Exercise details –
Please copy out the lines in the entries that contain "TARGET".

Supplied information –
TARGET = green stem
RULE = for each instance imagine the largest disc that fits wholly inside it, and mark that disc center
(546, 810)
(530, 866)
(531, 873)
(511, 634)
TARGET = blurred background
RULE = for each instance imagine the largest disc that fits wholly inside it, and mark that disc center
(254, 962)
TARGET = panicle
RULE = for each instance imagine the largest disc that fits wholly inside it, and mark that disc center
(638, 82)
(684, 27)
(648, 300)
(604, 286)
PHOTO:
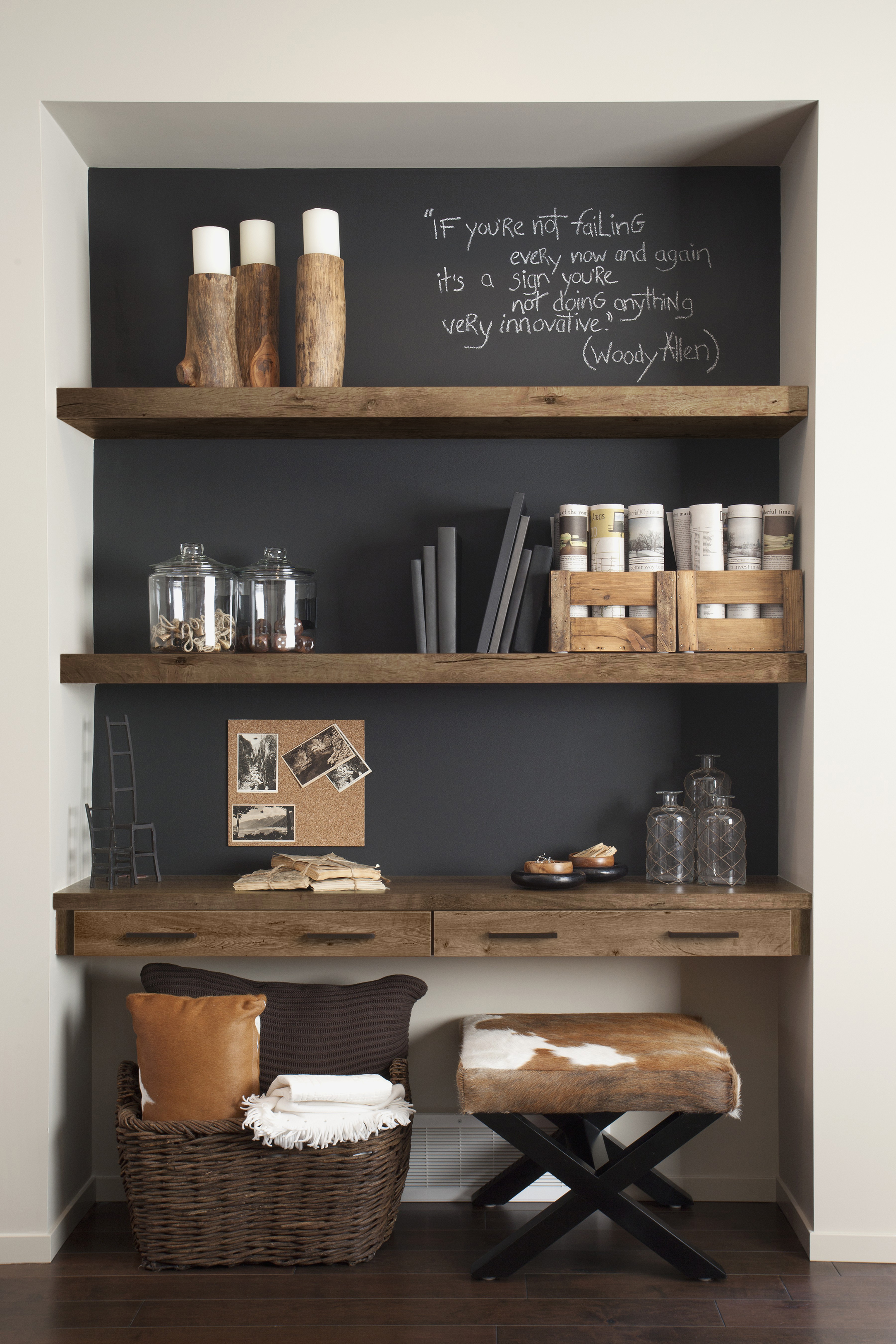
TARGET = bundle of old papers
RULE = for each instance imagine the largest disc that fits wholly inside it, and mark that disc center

Task solution –
TARGET = green stem
TARGET = blurred background
TARGET = panicle
TARGET = bundle of old papers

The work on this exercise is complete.